▶ Exercise brief
Which lines below contain the word "canopy"? Pull out each of them and copy it in full.

(Location labeling records)
►

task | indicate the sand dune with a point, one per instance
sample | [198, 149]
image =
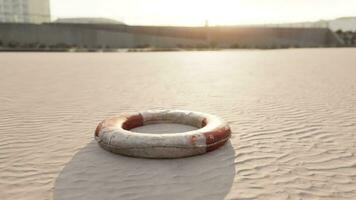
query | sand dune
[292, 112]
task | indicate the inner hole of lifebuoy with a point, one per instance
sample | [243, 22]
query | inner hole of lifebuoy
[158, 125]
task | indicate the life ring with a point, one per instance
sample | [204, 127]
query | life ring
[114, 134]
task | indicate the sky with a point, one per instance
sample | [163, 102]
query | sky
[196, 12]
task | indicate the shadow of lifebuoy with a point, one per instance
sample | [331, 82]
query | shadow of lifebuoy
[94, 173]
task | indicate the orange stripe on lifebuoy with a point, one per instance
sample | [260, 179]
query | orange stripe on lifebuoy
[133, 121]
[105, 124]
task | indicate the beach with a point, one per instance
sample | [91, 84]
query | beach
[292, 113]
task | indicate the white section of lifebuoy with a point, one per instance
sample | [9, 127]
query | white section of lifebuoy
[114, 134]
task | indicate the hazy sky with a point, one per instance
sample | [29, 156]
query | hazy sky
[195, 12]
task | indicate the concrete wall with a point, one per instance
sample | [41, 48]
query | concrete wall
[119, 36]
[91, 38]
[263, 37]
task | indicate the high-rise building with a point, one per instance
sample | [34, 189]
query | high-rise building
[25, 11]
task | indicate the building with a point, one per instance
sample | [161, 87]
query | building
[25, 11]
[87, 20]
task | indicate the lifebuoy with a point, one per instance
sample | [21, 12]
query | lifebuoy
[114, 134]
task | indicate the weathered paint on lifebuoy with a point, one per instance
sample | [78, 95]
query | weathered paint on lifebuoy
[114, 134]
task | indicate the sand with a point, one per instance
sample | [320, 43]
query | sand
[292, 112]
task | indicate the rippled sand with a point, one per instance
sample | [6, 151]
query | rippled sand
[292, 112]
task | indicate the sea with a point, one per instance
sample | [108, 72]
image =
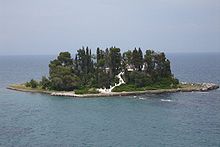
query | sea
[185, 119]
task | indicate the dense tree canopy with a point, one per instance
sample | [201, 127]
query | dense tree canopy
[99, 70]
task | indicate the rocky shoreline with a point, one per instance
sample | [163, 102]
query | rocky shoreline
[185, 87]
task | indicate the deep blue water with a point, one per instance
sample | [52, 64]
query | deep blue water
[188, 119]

◄
►

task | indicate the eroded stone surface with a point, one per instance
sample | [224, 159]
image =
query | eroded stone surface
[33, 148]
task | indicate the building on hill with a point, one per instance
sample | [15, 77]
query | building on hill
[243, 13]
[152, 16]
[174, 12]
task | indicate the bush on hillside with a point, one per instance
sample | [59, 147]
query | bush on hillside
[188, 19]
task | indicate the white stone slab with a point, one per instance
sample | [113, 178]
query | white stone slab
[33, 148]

◄

▶ Final result
task | indicate the dense tree canopy with a point, one per instance
query | dense tree canopy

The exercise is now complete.